TASK TO COMPLETE
A faithful copy of all the records is needed, with the pictures omitted.

· · · ·

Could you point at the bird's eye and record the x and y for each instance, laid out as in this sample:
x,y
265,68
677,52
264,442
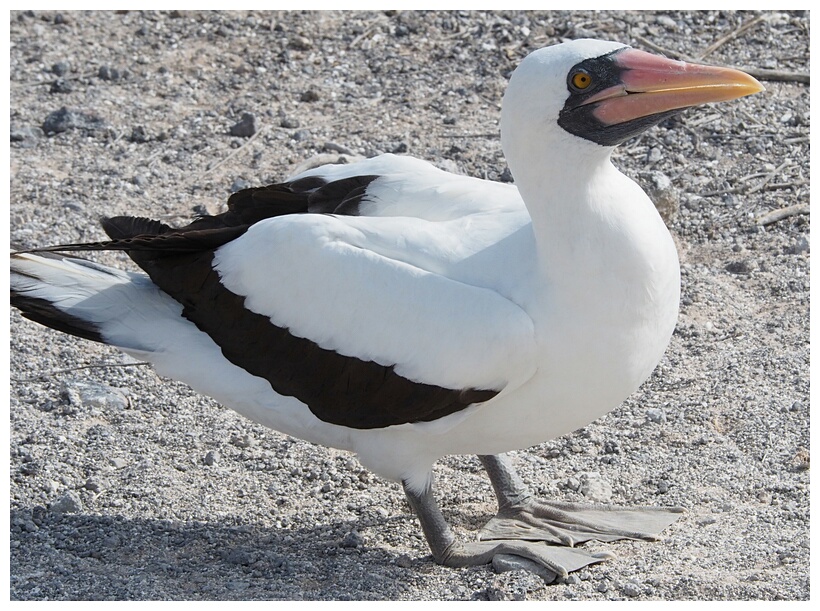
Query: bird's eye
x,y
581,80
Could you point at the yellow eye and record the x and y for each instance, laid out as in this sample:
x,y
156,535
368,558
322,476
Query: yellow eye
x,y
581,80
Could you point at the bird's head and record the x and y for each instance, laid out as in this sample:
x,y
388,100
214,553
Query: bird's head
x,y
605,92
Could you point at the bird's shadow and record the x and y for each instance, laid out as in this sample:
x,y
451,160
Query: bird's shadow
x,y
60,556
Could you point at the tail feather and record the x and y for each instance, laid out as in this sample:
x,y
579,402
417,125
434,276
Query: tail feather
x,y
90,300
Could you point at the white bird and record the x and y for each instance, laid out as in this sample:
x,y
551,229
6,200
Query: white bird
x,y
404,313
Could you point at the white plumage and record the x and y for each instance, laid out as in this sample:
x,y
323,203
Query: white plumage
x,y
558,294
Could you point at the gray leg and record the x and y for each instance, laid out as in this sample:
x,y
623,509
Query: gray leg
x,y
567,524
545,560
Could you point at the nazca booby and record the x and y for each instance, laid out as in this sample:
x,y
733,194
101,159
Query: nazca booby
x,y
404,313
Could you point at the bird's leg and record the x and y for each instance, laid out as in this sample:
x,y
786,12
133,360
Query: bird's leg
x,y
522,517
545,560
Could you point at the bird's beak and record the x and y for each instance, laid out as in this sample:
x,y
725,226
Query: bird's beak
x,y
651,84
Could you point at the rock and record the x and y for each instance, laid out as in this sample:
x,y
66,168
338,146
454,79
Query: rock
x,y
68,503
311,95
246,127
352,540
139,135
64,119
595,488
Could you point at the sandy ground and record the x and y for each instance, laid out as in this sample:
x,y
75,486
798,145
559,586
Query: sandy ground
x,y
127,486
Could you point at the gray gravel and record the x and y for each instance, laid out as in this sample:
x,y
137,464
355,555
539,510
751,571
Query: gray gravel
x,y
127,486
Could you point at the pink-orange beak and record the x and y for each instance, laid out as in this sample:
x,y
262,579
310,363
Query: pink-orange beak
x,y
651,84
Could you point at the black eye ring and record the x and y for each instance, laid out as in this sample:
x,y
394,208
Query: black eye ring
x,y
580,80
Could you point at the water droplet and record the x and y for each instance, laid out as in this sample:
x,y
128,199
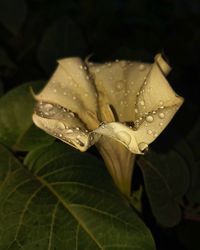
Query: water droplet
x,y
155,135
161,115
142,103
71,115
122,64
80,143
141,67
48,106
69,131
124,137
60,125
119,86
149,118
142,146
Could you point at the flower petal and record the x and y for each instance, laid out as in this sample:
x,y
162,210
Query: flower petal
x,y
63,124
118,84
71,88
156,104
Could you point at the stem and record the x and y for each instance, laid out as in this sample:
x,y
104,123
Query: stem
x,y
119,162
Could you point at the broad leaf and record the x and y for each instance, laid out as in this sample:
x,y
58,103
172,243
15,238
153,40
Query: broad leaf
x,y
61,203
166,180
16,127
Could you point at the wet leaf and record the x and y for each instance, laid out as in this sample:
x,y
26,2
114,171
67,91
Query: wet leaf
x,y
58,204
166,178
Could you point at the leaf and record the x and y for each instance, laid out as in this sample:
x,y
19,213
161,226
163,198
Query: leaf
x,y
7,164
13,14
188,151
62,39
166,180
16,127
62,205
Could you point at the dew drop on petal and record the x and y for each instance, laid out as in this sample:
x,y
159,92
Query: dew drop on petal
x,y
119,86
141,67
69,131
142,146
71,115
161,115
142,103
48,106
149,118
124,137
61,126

· · · ·

FINAL ANSWER
Could you point at the bird's eye and record the x and y for each instance, laid out as in this sample:
x,y
265,68
677,52
264,442
Query: bird's eye
x,y
581,80
Could you point at the yellow eye and record the x and y for each instance, laid out as in this sample:
x,y
156,535
368,558
322,476
Query: yellow eye
x,y
581,80
Could you point at the bird's head and record the x and y for each instance, laid out as in this sample:
x,y
388,100
214,553
Query: bird's head
x,y
605,92
Could you point at the bird's shadow and record the x and y for each instance, laid out as in this sample:
x,y
451,160
Query: bird's shadow
x,y
60,556
Could you point at the tail feather and record the x and y for each instance, laid out as in this sample:
x,y
579,402
417,125
434,276
Query: tail feather
x,y
90,300
Could you point at the white bird and record the x and y for each instance, laid out as in this sample:
x,y
551,229
6,200
Query: white bird
x,y
404,313
Could you point at the white plumage and record the x and y for each instance, laid out as in this sample:
x,y
323,203
Query: white plumage
x,y
558,294
Could you point at the gray leg and record the x and y for each instance, laid out as in this sample:
x,y
623,509
Query: gray leg
x,y
567,524
545,560
Could you point at the nazca booby and record the x and y for each instance, laid out as in this sample:
x,y
733,194
101,159
Query: nazca booby
x,y
404,313
Could you point at the bird's leg and record the x and y for each instance, laid out as in this sample:
x,y
786,12
133,360
Query: bird's leg
x,y
522,517
545,560
Could you point at the bird's beak and record the x and y for each instance, laid out as in this sample:
x,y
725,226
Query: bird's beak
x,y
651,84
Could you point at the rock and record the x and y for each instance, laid out as in this sample:
x,y
66,168
338,146
454,79
Query: rock
x,y
68,503
311,95
246,127
352,540
139,135
64,119
595,488
Could you point at the sandy ground and record the x and y for each instance, laid out as in this sample:
x,y
75,486
798,145
559,586
Query: sandy ground
x,y
127,486
Could you point at the gray gravel and record the x and y for each instance, laid out as in this sample:
x,y
137,464
355,555
539,510
751,571
Query: gray gravel
x,y
127,486
Could you point at the pink-orange beak and record the x and y for each instance, laid out as in this sample:
x,y
262,579
310,363
Query: pink-orange beak
x,y
651,84
Could you point at the black eye ring and record the x and y for each instance, laid out as in this sample:
x,y
394,208
Query: black eye ring
x,y
580,80
Could you point at the water droplet and record the x and y for each instance, laid out as in this sample:
x,y
128,199
Query: water droplet
x,y
155,135
161,115
142,103
71,115
122,64
80,143
141,67
48,106
69,131
124,137
60,125
119,86
149,118
142,146
Could you point at the flower petal and record the x and y for each instance, laid out as in this sample:
x,y
162,210
Query: flower petal
x,y
63,124
118,84
71,88
156,104
Could you point at the stem and record the x and y for each instance, laid out as in this sample:
x,y
104,123
Query: stem
x,y
119,162
Could you point at the broad leaf and record the x and y for each instance, laid out as in this sample:
x,y
58,103
172,243
15,238
153,40
Query: broad leaf
x,y
61,203
166,180
16,127
Could you point at the wet leaf and record the x and y for each instance, laid out as in this sample:
x,y
26,2
114,171
67,91
Query: wet leaf
x,y
58,204
166,178
Could you point at the leaf and record the x and y for each instance, laid out as in this sample:
x,y
19,213
161,226
163,198
Query: leaf
x,y
7,164
13,14
188,151
62,39
166,180
16,127
62,205
Could you point at the dew drop on petal and record the x and y for each instance, laid out as in this sample:
x,y
159,92
Query: dew drop on petal
x,y
119,86
141,67
69,131
142,146
71,115
161,115
142,103
48,106
149,118
124,137
61,126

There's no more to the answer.